* _Action item_: Return every line of the listing below unchanged.

* _Raw data_:
((

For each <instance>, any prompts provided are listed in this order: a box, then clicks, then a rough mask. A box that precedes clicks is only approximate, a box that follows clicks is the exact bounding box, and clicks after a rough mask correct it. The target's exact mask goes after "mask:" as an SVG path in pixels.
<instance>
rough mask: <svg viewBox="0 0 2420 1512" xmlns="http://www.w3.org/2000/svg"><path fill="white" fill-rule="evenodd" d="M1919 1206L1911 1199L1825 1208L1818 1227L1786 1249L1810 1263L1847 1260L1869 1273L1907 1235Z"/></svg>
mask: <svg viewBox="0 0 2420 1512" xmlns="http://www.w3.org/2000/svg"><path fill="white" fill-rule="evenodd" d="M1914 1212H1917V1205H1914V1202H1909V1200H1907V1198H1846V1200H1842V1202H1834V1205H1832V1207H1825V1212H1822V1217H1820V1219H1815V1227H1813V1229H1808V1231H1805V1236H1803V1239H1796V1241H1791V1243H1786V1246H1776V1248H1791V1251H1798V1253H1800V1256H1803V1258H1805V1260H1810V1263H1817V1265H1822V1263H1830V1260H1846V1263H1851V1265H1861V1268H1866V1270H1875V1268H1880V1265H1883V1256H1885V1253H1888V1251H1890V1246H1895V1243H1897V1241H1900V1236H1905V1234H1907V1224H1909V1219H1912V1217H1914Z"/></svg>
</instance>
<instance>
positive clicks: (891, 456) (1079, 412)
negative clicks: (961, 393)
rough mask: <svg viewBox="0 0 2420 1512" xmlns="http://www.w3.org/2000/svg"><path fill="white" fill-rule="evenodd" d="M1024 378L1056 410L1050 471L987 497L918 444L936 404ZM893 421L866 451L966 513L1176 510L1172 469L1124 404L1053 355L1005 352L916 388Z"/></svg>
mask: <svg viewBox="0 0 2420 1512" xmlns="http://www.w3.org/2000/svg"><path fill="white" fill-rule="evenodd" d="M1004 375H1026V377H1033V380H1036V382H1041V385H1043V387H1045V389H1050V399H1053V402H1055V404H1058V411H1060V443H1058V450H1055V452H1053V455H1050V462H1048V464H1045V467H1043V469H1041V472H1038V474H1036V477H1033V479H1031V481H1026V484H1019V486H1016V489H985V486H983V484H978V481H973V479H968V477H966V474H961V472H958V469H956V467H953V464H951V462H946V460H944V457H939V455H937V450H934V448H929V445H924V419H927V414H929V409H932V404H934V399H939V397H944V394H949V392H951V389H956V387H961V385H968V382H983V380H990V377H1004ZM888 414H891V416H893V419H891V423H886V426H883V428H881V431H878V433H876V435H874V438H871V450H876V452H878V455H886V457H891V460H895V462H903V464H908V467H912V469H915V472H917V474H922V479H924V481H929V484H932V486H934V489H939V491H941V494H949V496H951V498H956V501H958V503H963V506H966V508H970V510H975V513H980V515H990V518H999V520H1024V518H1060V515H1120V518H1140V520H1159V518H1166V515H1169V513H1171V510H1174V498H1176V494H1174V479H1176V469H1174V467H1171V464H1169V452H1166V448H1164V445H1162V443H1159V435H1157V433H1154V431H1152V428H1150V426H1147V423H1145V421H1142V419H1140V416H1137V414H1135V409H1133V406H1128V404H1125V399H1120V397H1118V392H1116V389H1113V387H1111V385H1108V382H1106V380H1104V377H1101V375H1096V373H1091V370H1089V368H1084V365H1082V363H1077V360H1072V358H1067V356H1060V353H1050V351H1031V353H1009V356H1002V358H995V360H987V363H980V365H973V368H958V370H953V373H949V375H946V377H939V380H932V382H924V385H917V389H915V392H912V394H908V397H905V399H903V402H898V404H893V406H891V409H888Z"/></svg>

))

* _Answer_:
For each <instance>, any prompts provided are listed in this order: a box, then clicks, then a rough mask. A box that precedes clicks is only approximate, a box that follows clicks is the exact bounding box, and clicks after a rough mask correct it. The target's exact mask goes after "mask:" as an SVG path in pixels.
<instance>
rough mask: <svg viewBox="0 0 2420 1512" xmlns="http://www.w3.org/2000/svg"><path fill="white" fill-rule="evenodd" d="M1919 1206L1911 1199L1825 1208L1818 1227L1786 1249L1810 1263L1847 1260L1869 1273L1907 1235Z"/></svg>
mask: <svg viewBox="0 0 2420 1512" xmlns="http://www.w3.org/2000/svg"><path fill="white" fill-rule="evenodd" d="M1914 1212H1917V1205H1914V1202H1909V1200H1907V1198H1846V1200H1842V1202H1834V1205H1832V1207H1825V1212H1822V1217H1820V1219H1815V1227H1813V1229H1808V1231H1805V1236H1803V1239H1796V1241H1791V1243H1786V1246H1776V1248H1791V1251H1798V1253H1800V1256H1803V1258H1805V1260H1810V1263H1817V1265H1822V1263H1830V1260H1846V1263H1851V1265H1861V1268H1866V1270H1875V1268H1880V1265H1883V1256H1885V1253H1888V1251H1890V1246H1895V1243H1897V1241H1900V1236H1905V1234H1907V1224H1909V1219H1912V1217H1914Z"/></svg>
</instance>
<instance>
positive clicks: (891, 456) (1079, 412)
negative clicks: (961, 393)
rough mask: <svg viewBox="0 0 2420 1512" xmlns="http://www.w3.org/2000/svg"><path fill="white" fill-rule="evenodd" d="M1024 378L1056 410L1050 471L987 497L918 444L936 404ZM893 421L866 451L966 513L1176 510L1172 469L1124 404L1053 355L1005 352L916 388Z"/></svg>
mask: <svg viewBox="0 0 2420 1512" xmlns="http://www.w3.org/2000/svg"><path fill="white" fill-rule="evenodd" d="M1004 375H1026V377H1033V380H1036V382H1041V385H1043V387H1045V389H1050V399H1053V402H1055V404H1058V411H1060V443H1058V450H1055V452H1053V455H1050V462H1048V464H1045V467H1043V469H1041V472H1038V474H1036V477H1033V479H1031V481H1026V484H1019V486H1016V489H985V486H983V484H978V481H973V479H968V477H966V474H961V472H958V469H956V467H953V464H951V462H946V460H944V457H939V455H937V450H934V448H929V445H924V419H927V414H929V409H932V404H934V399H939V397H944V394H949V392H951V389H956V387H961V385H968V382H983V380H990V377H1004ZM888 414H891V416H893V419H891V423H886V426H883V428H881V431H878V433H876V435H874V438H871V450H876V452H878V455H886V457H891V460H895V462H903V464H908V467H912V469H915V472H917V474H922V479H924V481H929V484H932V486H934V489H939V491H941V494H949V496H951V498H956V501H958V503H963V506H966V508H970V510H975V513H980V515H990V518H999V520H1024V518H1060V515H1120V518H1140V520H1159V518H1166V515H1169V513H1171V510H1174V498H1176V494H1174V479H1176V469H1174V467H1171V464H1169V452H1166V448H1164V445H1162V443H1159V435H1157V433H1154V431H1152V428H1150V426H1147V423H1145V421H1142V419H1140V416H1137V414H1135V409H1133V406H1128V404H1125V399H1120V397H1118V392H1116V389H1113V387H1111V385H1108V382H1106V380H1104V377H1101V375H1096V373H1091V370H1089V368H1084V365H1082V363H1077V360H1072V358H1067V356H1060V353H1050V351H1031V353H1009V356H1002V358H995V360H987V363H980V365H973V368H958V370H953V373H949V375H946V377H939V380H932V382H924V385H917V389H915V392H912V394H908V397H905V399H903V402H898V404H893V406H891V409H888Z"/></svg>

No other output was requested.